*** Opening Extracted data ***
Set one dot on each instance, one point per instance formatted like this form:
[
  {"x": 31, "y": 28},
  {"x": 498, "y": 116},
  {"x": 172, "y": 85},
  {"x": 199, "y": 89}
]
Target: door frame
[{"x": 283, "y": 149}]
*** Closing Extracted data ***
### Task requirements:
Repeat all the entries word for word.

### Output for this exercise:
Set one dot on each instance, one point per instance formatted like this form:
[
  {"x": 31, "y": 28},
  {"x": 498, "y": 116},
  {"x": 172, "y": 85},
  {"x": 199, "y": 89}
]
Target: door frame
[{"x": 283, "y": 149}]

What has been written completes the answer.